ВЫБРАННЫЙ ФРАГМЕНТ
_ _ _ _ _ _ _
Повседневная жизнь масонов в эпоху Просвещения — страница 47 из 81

«Мне кажется, вы слишком суровы к франкмасонству в том, что касается Франции, — писала королева Мария Антуанетта своей сестре Марии Кристине 26 февраля 1781 года. — Здесь оно вовсе не имеет того значения, каким может обладать в других частях Европы, по той простой причине, что все кругом франкмасоны[55]: таким образом, нам известно всё, что там происходит. Откуда же взяться опасности?

Для тревоги была бы причина, если бы это было тайное политическое общество; искусство управления, напротив, заключается в том, чтобы позволить ему расширяться, тем более что на самом деле это всего-навсего благотворительное и развлекательное общество; там много едят, разговаривают и поют, и королю понятно, что люди, которые поют и пьют, не могут плести заговоры. Это вовсе не общество отъявленных безбожников, поскольку, как мне говорили, имя Божье у всех на устах. Там много занимаются благотворительностью. Воспитывают детей бедных или умерших членов. Выдают замуж девиц. Во всем этом нет ничего плохого.

Недавно принцесса де Ламбаль была назначена Великой мастерицей одной ложи. Она рассказала мне все хорошенькие вещи, которые ей там говорили, но там осушили еще больше бокалов, чем пропели куплетов; в ближайшее время должны выдать приданое двум девицам. Мне всё же кажется, что можно делать добро и без стольких церемоний, но каждому свое — какая разница, лишь бы делать доброе дело?»
_ _ _ _ _ _ _
ОБЯЗАТЕЛЬНОЕ ЗАДАНИЕ A
В записях замените «cherry tomato» на «grape tomato», оставив всё прочее без изменений. Выпишите только строки записей начиная со строки с «Task: locate the red cherry» и вниз до строки с «column 511, row 693» включительно.

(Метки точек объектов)
_ _ _ _ _ _ _
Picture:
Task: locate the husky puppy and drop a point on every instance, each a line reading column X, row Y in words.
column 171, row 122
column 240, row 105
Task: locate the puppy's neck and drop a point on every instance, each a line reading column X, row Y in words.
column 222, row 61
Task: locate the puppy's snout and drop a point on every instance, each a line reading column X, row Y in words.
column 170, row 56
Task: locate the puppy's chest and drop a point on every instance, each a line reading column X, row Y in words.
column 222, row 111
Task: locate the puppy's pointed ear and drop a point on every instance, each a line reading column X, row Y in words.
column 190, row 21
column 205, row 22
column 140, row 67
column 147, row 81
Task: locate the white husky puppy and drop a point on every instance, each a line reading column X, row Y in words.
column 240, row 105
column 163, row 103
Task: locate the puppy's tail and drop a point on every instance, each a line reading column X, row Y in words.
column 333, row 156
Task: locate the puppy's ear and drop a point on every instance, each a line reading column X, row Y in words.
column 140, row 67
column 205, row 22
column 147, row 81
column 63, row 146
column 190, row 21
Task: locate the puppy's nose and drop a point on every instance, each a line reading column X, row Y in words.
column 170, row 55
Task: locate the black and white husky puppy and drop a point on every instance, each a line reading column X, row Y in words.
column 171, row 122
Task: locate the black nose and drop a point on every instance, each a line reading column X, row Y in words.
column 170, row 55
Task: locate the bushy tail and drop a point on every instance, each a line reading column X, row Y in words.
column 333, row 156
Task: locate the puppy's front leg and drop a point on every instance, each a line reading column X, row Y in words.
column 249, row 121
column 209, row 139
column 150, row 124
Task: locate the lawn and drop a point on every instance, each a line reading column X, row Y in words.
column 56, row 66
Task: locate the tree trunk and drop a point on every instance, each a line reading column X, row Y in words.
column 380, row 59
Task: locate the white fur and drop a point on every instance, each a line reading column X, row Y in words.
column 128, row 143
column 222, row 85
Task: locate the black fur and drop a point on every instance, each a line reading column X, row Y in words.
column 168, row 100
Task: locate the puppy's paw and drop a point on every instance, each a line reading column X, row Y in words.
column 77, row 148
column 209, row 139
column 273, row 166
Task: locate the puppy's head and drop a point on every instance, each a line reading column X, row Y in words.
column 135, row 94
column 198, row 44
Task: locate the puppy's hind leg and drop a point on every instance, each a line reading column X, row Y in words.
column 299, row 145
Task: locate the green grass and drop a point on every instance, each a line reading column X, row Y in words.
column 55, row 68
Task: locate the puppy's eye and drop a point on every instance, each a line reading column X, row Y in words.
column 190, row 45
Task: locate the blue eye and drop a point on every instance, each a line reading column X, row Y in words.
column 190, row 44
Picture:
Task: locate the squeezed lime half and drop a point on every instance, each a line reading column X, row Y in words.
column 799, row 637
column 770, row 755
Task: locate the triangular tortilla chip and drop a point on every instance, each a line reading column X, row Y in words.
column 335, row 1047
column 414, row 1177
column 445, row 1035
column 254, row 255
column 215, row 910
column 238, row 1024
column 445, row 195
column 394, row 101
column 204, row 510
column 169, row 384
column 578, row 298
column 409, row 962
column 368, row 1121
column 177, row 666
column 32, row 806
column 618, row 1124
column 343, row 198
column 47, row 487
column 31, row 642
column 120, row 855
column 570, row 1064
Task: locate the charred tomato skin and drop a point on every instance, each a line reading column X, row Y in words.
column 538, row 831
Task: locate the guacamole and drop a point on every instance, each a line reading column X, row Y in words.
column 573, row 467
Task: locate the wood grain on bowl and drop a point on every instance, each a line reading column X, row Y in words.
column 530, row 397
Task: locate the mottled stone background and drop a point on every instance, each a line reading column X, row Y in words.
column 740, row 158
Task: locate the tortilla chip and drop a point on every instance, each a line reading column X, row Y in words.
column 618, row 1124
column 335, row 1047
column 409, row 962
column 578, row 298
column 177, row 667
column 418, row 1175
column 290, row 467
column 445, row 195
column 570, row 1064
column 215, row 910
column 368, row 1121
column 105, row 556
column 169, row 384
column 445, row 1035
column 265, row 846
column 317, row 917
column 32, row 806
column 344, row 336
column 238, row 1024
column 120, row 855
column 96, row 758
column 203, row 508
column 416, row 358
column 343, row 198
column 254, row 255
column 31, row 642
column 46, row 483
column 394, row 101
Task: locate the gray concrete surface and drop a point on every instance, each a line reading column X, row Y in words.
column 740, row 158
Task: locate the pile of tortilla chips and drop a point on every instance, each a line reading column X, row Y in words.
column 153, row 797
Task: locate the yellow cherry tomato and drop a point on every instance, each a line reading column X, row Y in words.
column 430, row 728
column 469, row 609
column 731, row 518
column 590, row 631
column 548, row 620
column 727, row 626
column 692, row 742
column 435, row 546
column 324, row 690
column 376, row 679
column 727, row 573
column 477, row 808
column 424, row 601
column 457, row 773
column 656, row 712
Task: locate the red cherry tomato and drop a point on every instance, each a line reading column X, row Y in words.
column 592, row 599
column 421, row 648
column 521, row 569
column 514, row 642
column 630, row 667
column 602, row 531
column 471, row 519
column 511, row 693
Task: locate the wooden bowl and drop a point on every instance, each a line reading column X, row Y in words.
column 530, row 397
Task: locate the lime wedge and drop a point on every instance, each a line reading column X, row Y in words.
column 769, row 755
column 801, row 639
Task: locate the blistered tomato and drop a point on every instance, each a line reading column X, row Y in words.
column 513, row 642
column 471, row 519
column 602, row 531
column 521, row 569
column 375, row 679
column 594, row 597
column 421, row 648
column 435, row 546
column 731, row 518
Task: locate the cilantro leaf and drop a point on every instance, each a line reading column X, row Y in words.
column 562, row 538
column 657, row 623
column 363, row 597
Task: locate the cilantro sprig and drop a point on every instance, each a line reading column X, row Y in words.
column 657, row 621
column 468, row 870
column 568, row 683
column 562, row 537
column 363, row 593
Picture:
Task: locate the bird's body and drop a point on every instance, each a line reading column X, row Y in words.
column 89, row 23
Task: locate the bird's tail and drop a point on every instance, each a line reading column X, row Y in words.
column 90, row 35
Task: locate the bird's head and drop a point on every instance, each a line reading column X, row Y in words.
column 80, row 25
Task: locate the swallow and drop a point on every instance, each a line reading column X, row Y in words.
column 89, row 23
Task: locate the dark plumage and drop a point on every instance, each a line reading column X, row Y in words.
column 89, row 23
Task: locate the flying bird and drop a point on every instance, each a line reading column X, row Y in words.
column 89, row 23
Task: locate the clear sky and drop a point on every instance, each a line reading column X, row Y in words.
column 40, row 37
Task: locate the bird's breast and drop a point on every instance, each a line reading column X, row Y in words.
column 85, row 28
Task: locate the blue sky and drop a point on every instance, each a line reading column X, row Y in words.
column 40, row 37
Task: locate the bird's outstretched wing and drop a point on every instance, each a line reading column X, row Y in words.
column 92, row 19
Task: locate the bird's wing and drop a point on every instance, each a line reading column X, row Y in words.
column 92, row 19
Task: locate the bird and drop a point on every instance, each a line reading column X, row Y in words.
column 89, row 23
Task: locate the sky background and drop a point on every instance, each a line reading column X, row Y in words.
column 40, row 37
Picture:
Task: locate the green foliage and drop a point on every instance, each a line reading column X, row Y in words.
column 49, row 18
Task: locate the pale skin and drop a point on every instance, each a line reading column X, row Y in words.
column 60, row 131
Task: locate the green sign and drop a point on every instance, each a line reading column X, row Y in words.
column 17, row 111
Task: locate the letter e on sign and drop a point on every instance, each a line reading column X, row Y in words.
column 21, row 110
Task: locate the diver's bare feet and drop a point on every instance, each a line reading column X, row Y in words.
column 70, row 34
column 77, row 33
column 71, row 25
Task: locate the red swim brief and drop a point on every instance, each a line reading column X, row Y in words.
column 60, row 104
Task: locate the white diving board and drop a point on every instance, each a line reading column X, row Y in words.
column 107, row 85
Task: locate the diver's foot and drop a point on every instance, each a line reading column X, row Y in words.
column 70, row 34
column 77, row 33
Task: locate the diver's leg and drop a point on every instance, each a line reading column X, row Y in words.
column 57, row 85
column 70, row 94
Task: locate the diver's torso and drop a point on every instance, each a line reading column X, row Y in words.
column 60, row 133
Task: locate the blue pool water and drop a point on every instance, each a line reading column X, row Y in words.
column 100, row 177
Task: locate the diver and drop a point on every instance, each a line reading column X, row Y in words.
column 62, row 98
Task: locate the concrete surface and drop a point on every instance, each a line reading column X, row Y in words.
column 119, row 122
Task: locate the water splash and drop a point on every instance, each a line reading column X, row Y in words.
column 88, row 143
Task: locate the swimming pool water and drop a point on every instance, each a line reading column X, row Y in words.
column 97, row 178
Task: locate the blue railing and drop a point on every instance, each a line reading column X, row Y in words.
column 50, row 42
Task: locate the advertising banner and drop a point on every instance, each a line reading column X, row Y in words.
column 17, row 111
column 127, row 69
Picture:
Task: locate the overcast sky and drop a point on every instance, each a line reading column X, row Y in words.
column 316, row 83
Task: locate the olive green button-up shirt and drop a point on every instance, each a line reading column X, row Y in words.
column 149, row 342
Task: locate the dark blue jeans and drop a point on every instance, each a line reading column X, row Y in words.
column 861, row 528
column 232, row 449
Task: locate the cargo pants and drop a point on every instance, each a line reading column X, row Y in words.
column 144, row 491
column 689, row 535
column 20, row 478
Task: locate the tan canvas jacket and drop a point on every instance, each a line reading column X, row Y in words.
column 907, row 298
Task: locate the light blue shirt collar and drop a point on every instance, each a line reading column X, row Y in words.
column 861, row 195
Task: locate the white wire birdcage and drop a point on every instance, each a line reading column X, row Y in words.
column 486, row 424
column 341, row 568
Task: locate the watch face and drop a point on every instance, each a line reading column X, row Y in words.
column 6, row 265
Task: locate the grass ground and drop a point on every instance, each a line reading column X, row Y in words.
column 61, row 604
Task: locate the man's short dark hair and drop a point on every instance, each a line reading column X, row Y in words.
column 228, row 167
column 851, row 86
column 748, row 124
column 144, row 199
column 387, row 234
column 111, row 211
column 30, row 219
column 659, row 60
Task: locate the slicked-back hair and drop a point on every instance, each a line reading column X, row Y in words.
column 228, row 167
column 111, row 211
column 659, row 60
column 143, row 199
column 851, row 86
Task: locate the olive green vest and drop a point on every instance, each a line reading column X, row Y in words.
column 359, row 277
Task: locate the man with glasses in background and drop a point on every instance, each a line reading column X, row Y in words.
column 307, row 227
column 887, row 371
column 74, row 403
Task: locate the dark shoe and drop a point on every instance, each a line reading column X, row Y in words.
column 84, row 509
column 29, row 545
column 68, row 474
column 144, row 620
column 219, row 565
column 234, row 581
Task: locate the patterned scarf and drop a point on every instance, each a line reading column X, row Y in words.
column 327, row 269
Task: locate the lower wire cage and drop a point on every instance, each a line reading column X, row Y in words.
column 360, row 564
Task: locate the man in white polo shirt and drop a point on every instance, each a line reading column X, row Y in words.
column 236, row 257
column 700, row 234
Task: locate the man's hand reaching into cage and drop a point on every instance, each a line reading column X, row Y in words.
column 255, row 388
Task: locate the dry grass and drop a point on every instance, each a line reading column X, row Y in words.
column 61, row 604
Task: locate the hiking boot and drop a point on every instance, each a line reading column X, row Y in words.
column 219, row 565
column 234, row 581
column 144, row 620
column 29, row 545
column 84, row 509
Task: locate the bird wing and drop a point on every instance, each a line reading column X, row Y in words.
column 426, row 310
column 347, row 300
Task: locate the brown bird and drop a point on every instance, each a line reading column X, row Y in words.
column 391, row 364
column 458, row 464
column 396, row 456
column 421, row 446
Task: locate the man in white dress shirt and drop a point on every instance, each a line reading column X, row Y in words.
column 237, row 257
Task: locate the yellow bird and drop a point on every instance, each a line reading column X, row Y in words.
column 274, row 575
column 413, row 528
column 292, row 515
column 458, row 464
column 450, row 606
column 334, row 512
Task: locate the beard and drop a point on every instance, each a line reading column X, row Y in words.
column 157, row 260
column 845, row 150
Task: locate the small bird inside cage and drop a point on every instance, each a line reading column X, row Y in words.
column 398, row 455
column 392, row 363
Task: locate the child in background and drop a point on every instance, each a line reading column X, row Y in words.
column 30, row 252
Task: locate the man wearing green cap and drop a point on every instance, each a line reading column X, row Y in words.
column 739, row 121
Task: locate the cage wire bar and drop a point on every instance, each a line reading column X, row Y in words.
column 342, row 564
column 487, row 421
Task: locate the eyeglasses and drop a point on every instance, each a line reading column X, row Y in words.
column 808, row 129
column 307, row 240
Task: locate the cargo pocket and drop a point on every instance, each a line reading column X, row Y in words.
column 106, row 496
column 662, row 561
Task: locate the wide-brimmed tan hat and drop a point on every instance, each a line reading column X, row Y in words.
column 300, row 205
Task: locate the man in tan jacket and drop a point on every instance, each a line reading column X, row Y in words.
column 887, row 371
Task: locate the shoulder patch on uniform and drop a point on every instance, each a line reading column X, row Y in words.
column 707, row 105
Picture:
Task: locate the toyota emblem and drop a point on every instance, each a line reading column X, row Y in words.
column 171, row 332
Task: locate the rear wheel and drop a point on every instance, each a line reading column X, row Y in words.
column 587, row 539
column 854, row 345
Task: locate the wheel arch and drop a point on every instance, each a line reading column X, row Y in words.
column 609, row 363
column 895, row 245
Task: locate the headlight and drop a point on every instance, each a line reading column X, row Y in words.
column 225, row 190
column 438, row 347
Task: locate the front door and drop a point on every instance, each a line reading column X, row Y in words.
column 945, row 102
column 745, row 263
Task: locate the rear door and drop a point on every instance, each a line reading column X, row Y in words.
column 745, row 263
_ _ _ _ _ _ _
ОБЯЗАТЕЛЬНОЕ ЗАДАНИЕ B
Извлеките из фрагмента о масонах дословно всё, начиная со слов «Повседневная жизнь масонов» и вниз до слов «же взяться опасности?».

ОТВЕТ НА ЗАДАНИЕ A
Task: locate the red grape tomato and drop a point on every instance, each a line reading column X, row Y in words.
column 592, row 599
column 421, row 648
column 521, row 569
column 514, row 642
column 630, row 667
column 602, row 531
column 471, row 519
column 511, row 693

ОТВЕТ НА ЗАДАНИЕ B
Повседневная жизнь масонов в эпоху Просвещения — страница 47 из 81

«Мне кажется, вы слишком суровы к франкмасонству в том, что касается Франции, — писала королева Мария Антуанетта своей сестре Марии Кристине 26 февраля 1781 года. — Здесь оно вовсе не имеет того значения, каким может обладать в других частях Европы, по той простой причине, что все кругом франкмасоны[55]: таким образом, нам известно всё, что там происходит. Откуда же взяться опасности?